Reading text —
Here we are looking at the actual number of sample sizes needed to reject or confirm the null hypotheses, called the “samples needed”. We ignore the need to estimate a batch size, as if we do “one sample at a time”. This gives us a theoretical minimum. In the section Estimating Sample Batch sizes below, we deal with the need to estimate a batch size, and the extra overhead that brings.
In general samplesNeeded are independent of N, which is helpful to keep in mind
(Actually there is a slight dependence on N for “without replacement” audits when the sample size approaches N, but that case approaches a full hand audit, and isnt very interesting.)
When Card Style Data (CSD) is missing, the samplesNeeded have to be scaled by Nb / Nc, where Nb is the number of physical ballots that a contest might be on, and Nc is the number of ballots it is actually on. See Choosing which ballots/cards to sample, below.
The following plots are simulations, averaging the results from the stated number of runs.
The audit needing the least samples is CLCA when there are no errors in the CVRs, and no phantom ballots. In that case, the samplesNeeded depend only on the margin, and so is a smooth curve:
(click on the plot to get an interactive html plot)
For example we need exactly 1,128 samples to audit a contest with a 0.5% margin, if no errors are found. For a 10,000 vote election, thats 11.28% of the total ballots. For a 100,000 vote election, its only 1.13%.
For polling, the assort values vary, and the number of samples needed depends on the order the samples are drawn. Here we show the average and standard deviation over 250 independent trials at each reported margin, when no errors are found:
In these simulations, errors are created between the CVRs and the MVRs, by taking fuzzPct of the ballots and randomly changing the candidate that was voted for. When fuzzPct = 0.0, the CVRs and MVRs agree. When fuzzPct = 0.01, 1% of the contest’s votes were randomly changed, and so on.

Data shown —

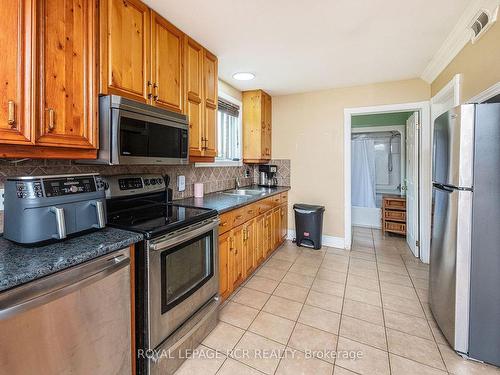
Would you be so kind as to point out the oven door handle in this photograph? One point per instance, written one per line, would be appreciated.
(184, 235)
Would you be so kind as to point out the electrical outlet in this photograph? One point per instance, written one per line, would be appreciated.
(1, 199)
(181, 183)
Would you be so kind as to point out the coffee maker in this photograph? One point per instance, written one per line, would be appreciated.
(267, 175)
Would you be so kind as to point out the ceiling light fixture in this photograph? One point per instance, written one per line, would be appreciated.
(243, 76)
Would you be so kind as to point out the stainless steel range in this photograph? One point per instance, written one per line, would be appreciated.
(176, 269)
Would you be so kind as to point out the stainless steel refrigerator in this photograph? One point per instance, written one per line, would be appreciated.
(464, 281)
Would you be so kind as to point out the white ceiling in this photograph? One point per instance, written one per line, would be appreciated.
(298, 46)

Set tasks —
A - Repeat the passage of the audit sample-size text that begins at "For example we" and stops after "changed, and so on.".
B - List every line of the records that contains the word "Would".

Solutions to the tasks —
A -
For example we need exactly 1,128 samples to audit a contest with a 0.5% margin, if no errors are found. For a 10,000 vote election, thats 11.28% of the total ballots. For a 100,000 vote election, its only 1.13%.
For polling, the assort values vary, and the number of samples needed depends on the order the samples are drawn. Here we show the average and standard deviation over 250 independent trials at each reported margin, when no errors are found:
In these simulations, errors are created between the CVRs and the MVRs, by taking fuzzPct of the ballots and randomly changing the candidate that was voted for. When fuzzPct = 0.0, the CVRs and MVRs agree. When fuzzPct = 0.01, 1% of the contest’s votes were randomly changed, and so on.

B -
Would you be so kind as to point out the oven door handle in this photograph? One point per instance, written one per line, would be appreciated.
Would you be so kind as to point out the electrical outlet in this photograph? One point per instance, written one per line, would be appreciated.
Would you be so kind as to point out the coffee maker in this photograph? One point per instance, written one per line, would be appreciated.
Would you be so kind as to point out the ceiling light fixture in this photograph? One point per instance, written one per line, would be appreciated.
Would you be so kind as to point out the stainless steel range in this photograph? One point per instance, written one per line, would be appreciated.
Would you be so kind as to point out the stainless steel refrigerator in this photograph? One point per instance, written one per line, would be appreciated.
Would you be so kind as to point out the white ceiling in this photograph? One point per instance, written one per line, would be appreciated.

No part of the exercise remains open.